§ WRITTEN PROBLEM: Present every line of the items below as a JSON list of strings, one string per line, omitting blank lines. Leave the pictures out of the list.
--- begin INPUT MATERIAL ---
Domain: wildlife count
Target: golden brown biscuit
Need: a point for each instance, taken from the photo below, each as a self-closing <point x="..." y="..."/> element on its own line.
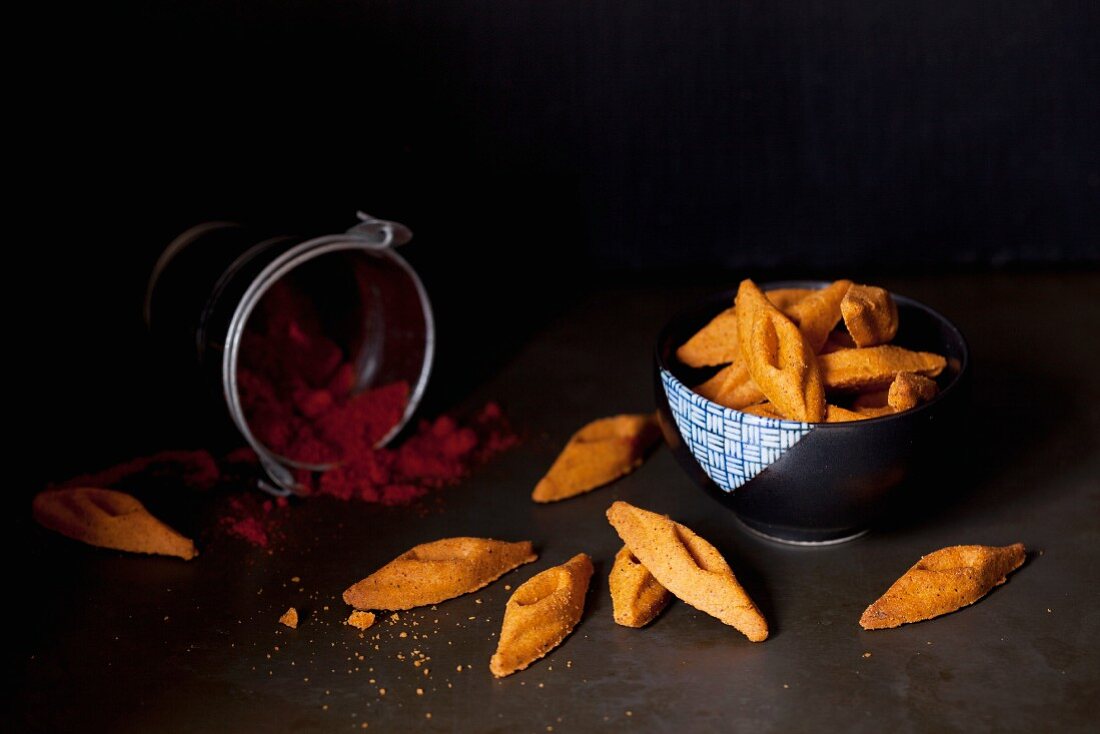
<point x="910" y="390"/>
<point x="783" y="298"/>
<point x="942" y="582"/>
<point x="637" y="596"/>
<point x="436" y="571"/>
<point x="361" y="620"/>
<point x="689" y="567"/>
<point x="818" y="313"/>
<point x="837" y="340"/>
<point x="778" y="357"/>
<point x="717" y="342"/>
<point x="836" y="414"/>
<point x="870" y="315"/>
<point x="109" y="519"/>
<point x="875" y="368"/>
<point x="598" y="453"/>
<point x="732" y="386"/>
<point x="540" y="614"/>
<point x="875" y="398"/>
<point x="289" y="619"/>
--- end INPUT MATERIAL ---
§ ANSWER FOR THIS EXERCISE:
[
  "Domain: wildlife count",
  "Target: golden brown biscuit",
  "Need: a point for each instance, taken from the photo below, each as a self-closing <point x=\"...\" y=\"...\"/> element on its own line.",
  "<point x=\"910\" y=\"390\"/>",
  "<point x=\"783\" y=\"298\"/>",
  "<point x=\"942\" y=\"582\"/>",
  "<point x=\"637\" y=\"596\"/>",
  "<point x=\"436\" y=\"571\"/>",
  "<point x=\"361\" y=\"620\"/>",
  "<point x=\"689\" y=\"567\"/>",
  "<point x=\"818\" y=\"313\"/>",
  "<point x=\"837\" y=\"340\"/>",
  "<point x=\"778\" y=\"357\"/>",
  "<point x=\"717\" y=\"342\"/>",
  "<point x=\"836\" y=\"414\"/>",
  "<point x=\"870\" y=\"315\"/>",
  "<point x=\"109\" y=\"519\"/>",
  "<point x=\"875\" y=\"368\"/>",
  "<point x=\"598\" y=\"453\"/>",
  "<point x=\"732\" y=\"386\"/>",
  "<point x=\"540\" y=\"614\"/>",
  "<point x=\"875\" y=\"398\"/>",
  "<point x=\"289\" y=\"619\"/>"
]